Task objective:
Reproduce the full passage on MAVRIC SL imaging near joint implants word for word, from the first line to the last.

Exercise passage:
╭──
1Hospital for Special Surgery, New York, NY, United States, 2MR Applications and Workflow, GE Healthcare, Waukesha, WI, United States

Synopsis

MAVRIC SL, a multi-spectral MRI imaging sequence, reduces metallic susceptibility artifact to improve visualization near joint arthroplasty by acquiring 24 spectral bins of off-resonance data. Many implants require fewer bins, and this study uses a calibration scan to determine the number of bins necessary to permit an isotropic MAVRIC acquisition and a reduced TR isotropic MAVRIC acquisition. The isotropic MAVRIC images decreased blurring and improved visualization of the periprosthetic bone and synovium while retaining image quality. Lowering the TR decreased scan time but affected image interpretation. Isotropic MAVRIC acquisitions may improve the diagnostic capability of MAVRIC SL images.
╰──
Source information:
╭──
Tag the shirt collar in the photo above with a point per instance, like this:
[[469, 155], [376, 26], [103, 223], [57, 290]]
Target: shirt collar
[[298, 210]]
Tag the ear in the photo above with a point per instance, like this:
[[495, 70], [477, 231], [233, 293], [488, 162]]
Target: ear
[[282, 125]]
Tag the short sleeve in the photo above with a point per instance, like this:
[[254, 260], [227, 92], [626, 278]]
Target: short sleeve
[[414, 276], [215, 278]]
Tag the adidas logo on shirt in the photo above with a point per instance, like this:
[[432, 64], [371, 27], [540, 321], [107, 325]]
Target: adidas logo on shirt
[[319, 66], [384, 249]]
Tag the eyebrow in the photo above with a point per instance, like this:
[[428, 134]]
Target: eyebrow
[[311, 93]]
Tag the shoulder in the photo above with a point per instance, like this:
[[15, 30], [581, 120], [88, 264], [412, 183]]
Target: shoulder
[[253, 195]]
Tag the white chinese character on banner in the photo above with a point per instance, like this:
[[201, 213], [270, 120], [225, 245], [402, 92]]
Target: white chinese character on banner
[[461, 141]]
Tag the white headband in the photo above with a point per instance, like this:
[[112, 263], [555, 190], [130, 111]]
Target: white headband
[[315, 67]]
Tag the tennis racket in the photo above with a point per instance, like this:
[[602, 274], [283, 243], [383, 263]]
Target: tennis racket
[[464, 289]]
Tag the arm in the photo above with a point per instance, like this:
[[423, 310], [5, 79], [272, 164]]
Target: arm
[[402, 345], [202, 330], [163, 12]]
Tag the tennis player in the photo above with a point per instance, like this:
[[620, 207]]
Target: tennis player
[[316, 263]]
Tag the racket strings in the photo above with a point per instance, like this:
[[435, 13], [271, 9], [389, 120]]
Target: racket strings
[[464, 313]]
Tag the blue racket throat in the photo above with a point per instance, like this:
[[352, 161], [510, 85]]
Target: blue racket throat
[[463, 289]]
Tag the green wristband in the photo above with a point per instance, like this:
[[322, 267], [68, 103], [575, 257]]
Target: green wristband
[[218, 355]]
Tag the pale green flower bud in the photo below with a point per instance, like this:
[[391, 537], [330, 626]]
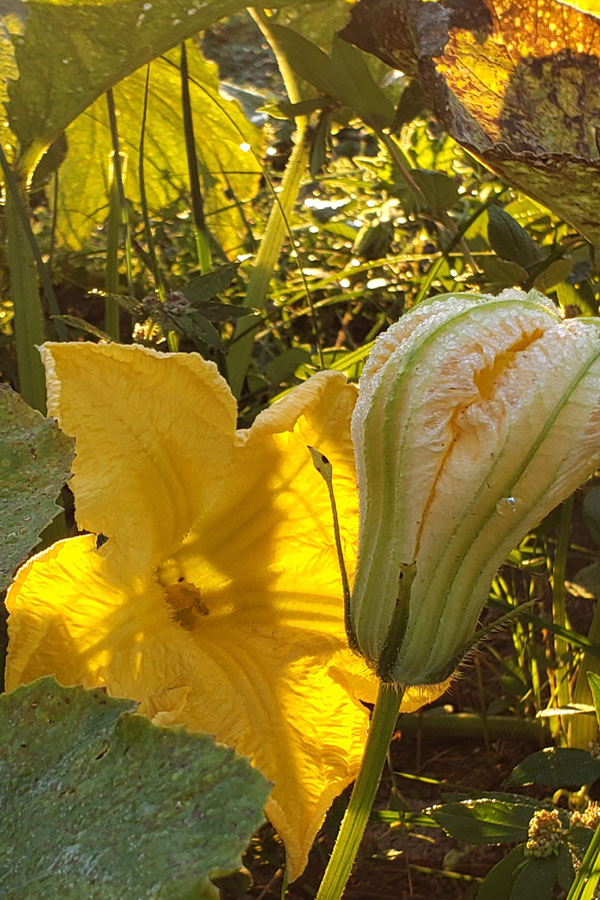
╰──
Exercise answer:
1Hospital for Special Surgery, New York, NY, United States, 2MR Applications and Workflow, GE Healthcare, Waukesha, WI, United States

Synopsis

MAVRIC SL, a multi-spectral MRI imaging sequence, reduces metallic susceptibility artifact to improve visualization near joint arthroplasty by acquiring 24 spectral bins of off-resonance data. Many implants require fewer bins, and this study uses a calibration scan to determine the number of bins necessary to permit an isotropic MAVRIC acquisition and a reduced TR isotropic MAVRIC acquisition. The isotropic MAVRIC images decreased blurring and improved visualization of the periprosthetic bone and synovium while retaining image quality. Lowering the TR decreased scan time but affected image interpretation. Isotropic MAVRIC acquisitions may improve the diagnostic capability of MAVRIC SL images.